-- Material shown follows --
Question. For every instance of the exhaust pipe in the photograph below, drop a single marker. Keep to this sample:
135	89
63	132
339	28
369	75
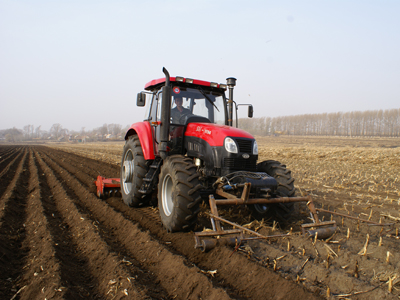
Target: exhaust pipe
231	82
165	116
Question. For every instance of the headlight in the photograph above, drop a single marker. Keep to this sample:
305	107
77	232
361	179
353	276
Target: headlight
255	148
230	145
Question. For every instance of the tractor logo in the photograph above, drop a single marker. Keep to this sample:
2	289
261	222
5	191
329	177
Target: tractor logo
176	90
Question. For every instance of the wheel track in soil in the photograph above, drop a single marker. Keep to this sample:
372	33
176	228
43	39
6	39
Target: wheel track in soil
12	230
183	243
185	283
107	277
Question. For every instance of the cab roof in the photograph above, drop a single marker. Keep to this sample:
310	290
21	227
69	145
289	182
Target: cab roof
157	83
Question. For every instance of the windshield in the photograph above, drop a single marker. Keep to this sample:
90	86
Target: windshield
204	103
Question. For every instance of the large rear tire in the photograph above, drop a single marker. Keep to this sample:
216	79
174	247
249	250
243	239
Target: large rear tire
133	170
179	193
280	211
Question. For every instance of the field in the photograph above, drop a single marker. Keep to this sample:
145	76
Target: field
58	240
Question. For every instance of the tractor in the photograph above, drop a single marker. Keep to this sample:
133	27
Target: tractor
187	149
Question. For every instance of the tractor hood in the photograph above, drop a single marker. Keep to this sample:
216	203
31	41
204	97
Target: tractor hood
214	134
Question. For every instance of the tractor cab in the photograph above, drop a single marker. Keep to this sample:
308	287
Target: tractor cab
188	101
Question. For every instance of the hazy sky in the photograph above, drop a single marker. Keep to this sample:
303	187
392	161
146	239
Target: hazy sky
81	63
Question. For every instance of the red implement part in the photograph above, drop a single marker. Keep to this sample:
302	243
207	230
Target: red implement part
106	183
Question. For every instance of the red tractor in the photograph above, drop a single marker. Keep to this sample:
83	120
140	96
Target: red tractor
186	149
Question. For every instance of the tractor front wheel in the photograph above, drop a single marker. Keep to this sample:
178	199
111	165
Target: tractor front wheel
133	170
279	211
178	193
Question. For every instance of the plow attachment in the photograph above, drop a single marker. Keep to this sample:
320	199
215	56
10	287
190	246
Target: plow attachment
107	186
204	241
234	237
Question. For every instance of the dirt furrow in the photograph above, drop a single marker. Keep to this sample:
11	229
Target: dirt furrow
184	245
6	156
106	276
8	165
171	271
143	278
41	277
12	229
11	176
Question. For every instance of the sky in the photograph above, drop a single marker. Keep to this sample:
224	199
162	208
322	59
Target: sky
81	63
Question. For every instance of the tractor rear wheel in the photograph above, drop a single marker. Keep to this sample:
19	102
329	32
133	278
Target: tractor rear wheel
179	193
279	211
133	170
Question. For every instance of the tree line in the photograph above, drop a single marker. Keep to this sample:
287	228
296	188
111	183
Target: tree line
375	123
59	133
371	123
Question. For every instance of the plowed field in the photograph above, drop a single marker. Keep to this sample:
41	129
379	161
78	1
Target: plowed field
59	241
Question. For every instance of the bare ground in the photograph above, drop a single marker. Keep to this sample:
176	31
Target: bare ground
58	240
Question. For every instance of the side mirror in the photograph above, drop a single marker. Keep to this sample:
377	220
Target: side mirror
250	112
141	99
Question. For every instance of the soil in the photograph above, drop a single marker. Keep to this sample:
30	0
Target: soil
58	240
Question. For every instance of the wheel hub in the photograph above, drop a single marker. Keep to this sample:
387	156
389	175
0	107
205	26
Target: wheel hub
127	170
167	201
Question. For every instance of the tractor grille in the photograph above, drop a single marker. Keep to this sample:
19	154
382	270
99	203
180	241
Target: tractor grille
245	145
240	164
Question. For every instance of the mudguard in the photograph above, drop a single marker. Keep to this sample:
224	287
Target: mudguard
145	134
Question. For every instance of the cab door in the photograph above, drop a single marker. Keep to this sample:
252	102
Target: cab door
155	119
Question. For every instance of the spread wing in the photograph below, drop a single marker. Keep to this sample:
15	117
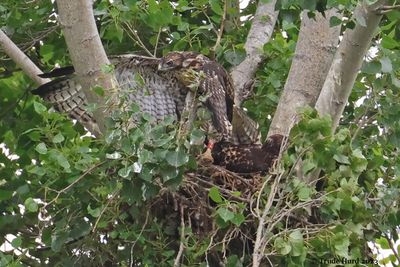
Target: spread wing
158	94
-- Material shown concluded --
## Your task
Your copy should restate every record word for word and contain no pictures.

## Response to this task
Question. For every instance of the exhaust pipe in the photograph below, drop a single marker. Keep to this sample:
135	89
63	132
339	28
369	75
Target: exhaust pipe
231	82
165	116
Question. For every instance of the headlight in the photograph above, drop a single marker. Keep to this sample:
305	107
77	232
361	179
353	276
Target: headlight
255	148
230	145
Question. For every instance of the tractor logo in the photograph above, drop a single marker. Keep to this sample:
2	289
261	222
5	191
329	177
Target: tractor logo
176	90
Question. For every instance of the wheel track in soil in the photograph above, drop a single marker. Keep to this sample:
372	33
176	228
43	39
6	39
Target: wheel track in soil
12	230
183	243
185	283
107	277
Question. For every instance of the cab roof in the photograph above, drop a single marker. Keep to this sample:
310	290
21	227
69	145
289	182
Target: cab roof
157	83
Question. For every instance of the windshield in the photograph above, drop a single marker. Keep to this sample:
90	86
Target: windshield
204	103
Question. For every instance of the large rear tire in the photograph above, drop a single marker. Keep to this sample:
216	79
174	247
249	250
243	239
Target: large rear tire
133	170
179	193
280	211
Question. For every instance of the field in the photograph above, drop a single marker. Keep to this sample:
145	76
Target: field
58	240
Question. For every instance of the tractor in the photograph above, drop a single marker. Keep to this sample:
133	27
Target: tractor
187	149
Question. For every instance of the tractor hood in the photograph above, drop a single marker. Keep to this sample:
216	203
31	41
204	97
Target: tractor hood
214	134
Question. For every instance of the tractor cab in the photograph above, drop a single marker. Keep to this sample:
308	287
Target: tractor cab
188	101
Question. For every instance of the hazy sky in the photograph above, drop a single marker. Keep to this sample:
303	187
392	161
146	239
Target: hazy sky
81	63
Question. For every instance of the red implement part in the photograph above, drop a single marker. Keep to this sample:
302	243
207	230
Target: red implement part
106	183
Question. For every instance of the red tractor in the photograph above, drop a single marker. Keep to this sample:
83	120
140	96
Target: red tractor
186	149
Question. For every instance of the tractor front wheel in the photograph above, drop a single marker. Keep to this sample:
178	199
111	165
Target: tractor front wheel
133	170
279	211
178	193
Question. For every instance of the plow attachment in the photograph above, drop a single marker. Keep to this sample:
320	199
215	56
10	287
190	246
Target: plow attachment
107	186
204	241
234	237
Question. For every instance of the dirt furrow in the photograph above, drop a single marker. Keep to this sample:
11	229
Target: dirt furrow
184	245
6	156
106	276
8	165
171	271
143	278
41	277
12	229
11	176
Question. For every instance of the sky in the photograph above, drop a single marker. Keep to this sample:
224	199
162	208
322	59
Target: sky
81	63
Question. For every instance of the tractor rear wheel in the photograph above, drop a single marker. Keep to this sample:
19	102
329	32
133	278
Target: tractor rear wheel
179	193
279	211
133	170
Question. For every instance of the tree line in the photograph above, drop a single marker. Keep to this sample:
287	228
296	188
111	183
Target: tree line
375	123
59	133
371	123
Question. For every instance of the plowed field in the photograph above, drop a single marker. Keep to this sample:
41	129
379	161
78	1
Target: plowed field
59	241
Question. For every instance of the bare ground in the photograph above, drop a single marker. Keep to this sample:
176	31
Target: bare ground
58	240
Question. For every instance of the side mirror in the photograph above, drop a single marker. Keep to this sample:
377	220
Target: side mirror
250	112
141	99
Question. For every instance of the soil in the photograph above, drop a single marker. Keep to this sample:
30	0
Target: soil
58	240
Question. For every instance of the wheel hub in the photograph above, drop a single marker. Keep to this sample:
387	156
389	175
0	107
205	26
Target: wheel hub
127	170
167	201
Question. For every instance of the tractor grille in the photograph above, drop a single marker. Keep to this sample:
19	154
382	270
99	203
180	241
Target: tractor grille
245	145
240	164
Question. For every instance of the mudguard in the photograph above, drop a single marker. Keep to this sample:
224	287
Target: mudguard
145	134
Question. For every instance of the cab door in the photograph above, drop a single marker. Keep to this sample:
252	102
Target: cab door
155	119
Question. For every instance of the spread wing in the photograph below, drop a single marker. Keep to this sample:
15	117
Target: spread wing
158	94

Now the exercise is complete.